_Page excerpt:_
*** Begin section ***

# Furfright?.



## Summer (Apr 20, 2013)

It seems to be the closet furry con to my locale being in the northeast USA.
Anyone attending it here?. I have no idea if it's realistic for me to try and plan to go to a con given my financial circumstances/lyme's disease issues. I guess someone put the idea back into my head so here I am thinking, maybe things will get better by that time.


----------



## Fox_720B (Apr 20, 2013)

I'm planning on attending if finances allow.


----------



## Batty Krueger (Apr 20, 2013)

Here's a pointer, don't go to con unless you have extra spending cash or else it will suck.


----------



## Summer (Apr 20, 2013)

I thank you very much for the suggestion, I know you mean well. So I hope you don't take this the wrong way. 
Problem is things are not going to be getting much better around here it they do at all. They have only been getting worse so far since Lyme disease further reduced my ability to work. 

I am really afraid if I wait for the ideal conditions of extra money to happen, I will continue to sit at home. Which has been having a negative impact on my mental health. 
This is why I've decided  that I need to work around the limitations of the restricted economy and work with the resources I've got by careful planning. 

I will do things like: offer to volunteer at the con to cut costs,  pack my own food/snacks in a cooler, try to carpool and try to find room-mates or stay in a hostel. Also I have a habit of bathing excessively and hate my own body odors( we're talking unhealthy addiction level here) so nobody has to worry about that part , which I know is a concern some may have when someone mentions they don't have a lot of income to work with.


----------



## Nashida (Apr 22, 2013)

I know I plan on going. It happens right after I return to the States from China, and a friend and I planned on going as a kind of "hurrah, she's back" kind of thing. It's also going to be where I debut my new suit.


----------



## Fox_720B (Apr 30, 2013)

Do you have any pictures of your new suit nashida?


----------



## Nashida (May 1, 2013)

None yet, it's still being worked on (actually the builder hasn't started it yet but I told her I needed it done for the first week of Oct., and she has a 2-month turnaround on fullsuits so I'm not too worried).

I did just book my hotel room and get my registration done..badge name is going to be the same as my forum name so it should be easy to find me. If anyone's looking to get a room, do so soon. The main hotel and the overflow across the street are fully booked. I ended up going to a Super 8 that's less than half a mile from the con.

EDIT: Durr, might be nice to share the character it's going to be. It's of my wusky Nisha https://www.furaffinity.net/view/10016512/


----------



## Fox_720B (May 1, 2013)

I'm at the super 8 as well with 4 of my friends. If you're at the one in Cromwell we'll probably see you about the place, esp if you decide to suit at the hotel XD


----------



## Nashida (May 1, 2013)

Yep, that's the exact one my friend and I just booked. I probably will too. At least to hang out in the lounge or something.


----------



## mcro (May 1, 2013)

Ill be going! my first con!


----------



## Hydric (May 9, 2013)

*** End section ***

_Exercise directions:_
Answer these questions from the forum thread about Furfright:
1. Which region does Summer say they live in?
2. How long is the turnaround on fullsuits for Nashida's suit builder?
3. At which hotel did Nashida end up booking a room?

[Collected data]
*** Begin section ***

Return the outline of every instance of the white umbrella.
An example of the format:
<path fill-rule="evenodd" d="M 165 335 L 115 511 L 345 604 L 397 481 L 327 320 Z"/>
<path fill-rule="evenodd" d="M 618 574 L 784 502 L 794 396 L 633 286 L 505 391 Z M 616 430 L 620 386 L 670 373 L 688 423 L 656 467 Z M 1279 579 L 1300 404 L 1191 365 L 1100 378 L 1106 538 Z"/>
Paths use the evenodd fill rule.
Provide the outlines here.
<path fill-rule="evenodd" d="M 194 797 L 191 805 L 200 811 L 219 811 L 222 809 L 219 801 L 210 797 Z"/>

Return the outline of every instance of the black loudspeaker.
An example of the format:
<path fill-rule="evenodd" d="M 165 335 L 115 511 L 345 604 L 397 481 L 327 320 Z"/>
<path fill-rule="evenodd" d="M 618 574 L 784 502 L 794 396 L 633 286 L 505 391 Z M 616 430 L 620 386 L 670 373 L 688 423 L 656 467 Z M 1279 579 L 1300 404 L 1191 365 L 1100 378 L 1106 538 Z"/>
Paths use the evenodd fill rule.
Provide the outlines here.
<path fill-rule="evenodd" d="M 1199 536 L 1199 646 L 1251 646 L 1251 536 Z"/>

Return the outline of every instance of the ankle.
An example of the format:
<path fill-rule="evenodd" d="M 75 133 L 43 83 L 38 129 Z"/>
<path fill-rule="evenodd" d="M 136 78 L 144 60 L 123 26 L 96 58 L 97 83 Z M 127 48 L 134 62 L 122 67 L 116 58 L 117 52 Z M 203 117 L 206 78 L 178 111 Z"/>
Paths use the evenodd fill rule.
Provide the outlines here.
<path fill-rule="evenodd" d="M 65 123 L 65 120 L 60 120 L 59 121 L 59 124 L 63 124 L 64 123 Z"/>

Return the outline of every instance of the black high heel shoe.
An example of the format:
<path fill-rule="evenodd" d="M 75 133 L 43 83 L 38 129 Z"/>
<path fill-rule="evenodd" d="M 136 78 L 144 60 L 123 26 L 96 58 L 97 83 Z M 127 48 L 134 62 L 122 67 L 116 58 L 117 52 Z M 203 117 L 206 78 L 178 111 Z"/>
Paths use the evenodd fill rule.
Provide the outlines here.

*** End section ***

_Reply:_
1. The northeast USA.
2. Two months.
3. A Super 8 less than half a mile from the con.